*Collected data entries*:
::::::

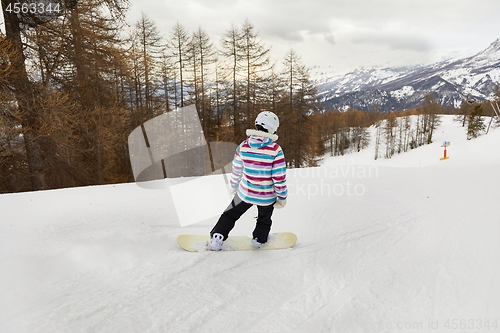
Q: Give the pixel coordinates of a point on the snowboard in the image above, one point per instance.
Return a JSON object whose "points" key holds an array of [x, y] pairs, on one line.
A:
{"points": [[199, 243]]}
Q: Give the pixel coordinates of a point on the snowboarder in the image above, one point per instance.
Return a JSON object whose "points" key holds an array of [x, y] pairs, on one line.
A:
{"points": [[258, 178]]}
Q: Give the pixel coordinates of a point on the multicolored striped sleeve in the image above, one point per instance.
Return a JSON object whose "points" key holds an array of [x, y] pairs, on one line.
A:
{"points": [[279, 175], [237, 169]]}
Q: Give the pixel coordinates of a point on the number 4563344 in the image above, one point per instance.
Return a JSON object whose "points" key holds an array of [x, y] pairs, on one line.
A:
{"points": [[33, 8]]}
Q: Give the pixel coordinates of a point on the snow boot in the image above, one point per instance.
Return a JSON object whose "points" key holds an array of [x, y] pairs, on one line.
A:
{"points": [[216, 242]]}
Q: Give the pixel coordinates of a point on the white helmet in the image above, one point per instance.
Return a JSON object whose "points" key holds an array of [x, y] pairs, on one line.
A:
{"points": [[267, 121]]}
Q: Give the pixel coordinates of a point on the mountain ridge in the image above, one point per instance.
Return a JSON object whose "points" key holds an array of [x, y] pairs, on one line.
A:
{"points": [[400, 88]]}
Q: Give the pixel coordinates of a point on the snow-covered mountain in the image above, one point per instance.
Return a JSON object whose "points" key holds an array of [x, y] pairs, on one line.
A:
{"points": [[400, 88], [400, 245]]}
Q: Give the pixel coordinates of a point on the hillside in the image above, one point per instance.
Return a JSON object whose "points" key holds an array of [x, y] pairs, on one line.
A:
{"points": [[408, 244], [401, 88]]}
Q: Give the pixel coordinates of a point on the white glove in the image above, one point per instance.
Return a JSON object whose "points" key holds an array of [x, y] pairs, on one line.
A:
{"points": [[280, 203]]}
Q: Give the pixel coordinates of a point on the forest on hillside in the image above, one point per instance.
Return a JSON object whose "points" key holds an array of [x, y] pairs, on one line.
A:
{"points": [[75, 83]]}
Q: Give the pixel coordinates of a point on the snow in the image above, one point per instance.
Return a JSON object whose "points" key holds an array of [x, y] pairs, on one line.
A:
{"points": [[407, 244], [404, 92]]}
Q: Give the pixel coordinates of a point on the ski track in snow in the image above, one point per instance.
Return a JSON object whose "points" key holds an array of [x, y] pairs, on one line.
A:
{"points": [[420, 246]]}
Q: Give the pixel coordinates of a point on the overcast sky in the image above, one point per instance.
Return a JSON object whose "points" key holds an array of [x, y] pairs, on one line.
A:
{"points": [[342, 35]]}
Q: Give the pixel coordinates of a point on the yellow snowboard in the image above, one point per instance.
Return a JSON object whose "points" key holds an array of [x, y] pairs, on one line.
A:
{"points": [[199, 243]]}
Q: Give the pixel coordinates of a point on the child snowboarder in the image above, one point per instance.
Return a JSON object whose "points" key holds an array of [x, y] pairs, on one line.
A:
{"points": [[258, 178]]}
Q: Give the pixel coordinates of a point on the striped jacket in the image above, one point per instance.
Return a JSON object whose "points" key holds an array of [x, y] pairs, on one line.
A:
{"points": [[259, 169]]}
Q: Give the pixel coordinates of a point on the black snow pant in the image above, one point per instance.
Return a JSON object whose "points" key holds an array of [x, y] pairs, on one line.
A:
{"points": [[234, 211]]}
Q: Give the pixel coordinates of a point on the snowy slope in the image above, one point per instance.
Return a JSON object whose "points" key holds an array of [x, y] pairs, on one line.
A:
{"points": [[410, 244]]}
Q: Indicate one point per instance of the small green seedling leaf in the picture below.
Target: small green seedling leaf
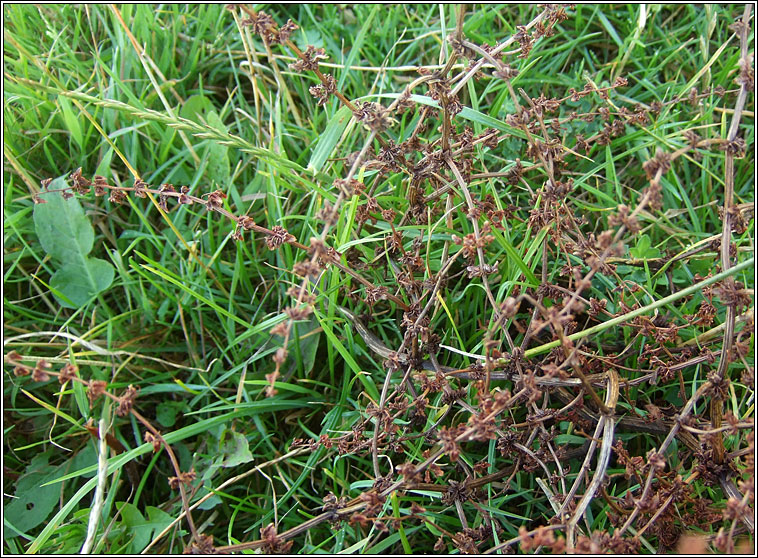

::::::

*Problem details*:
Locate each line in the rows above that contains the string "leaf" and copy it out. Case counts.

*Complete response*:
Q: Indicate one point per instance of the small green seedling leaf in the picture below.
Target: small green seedling leaf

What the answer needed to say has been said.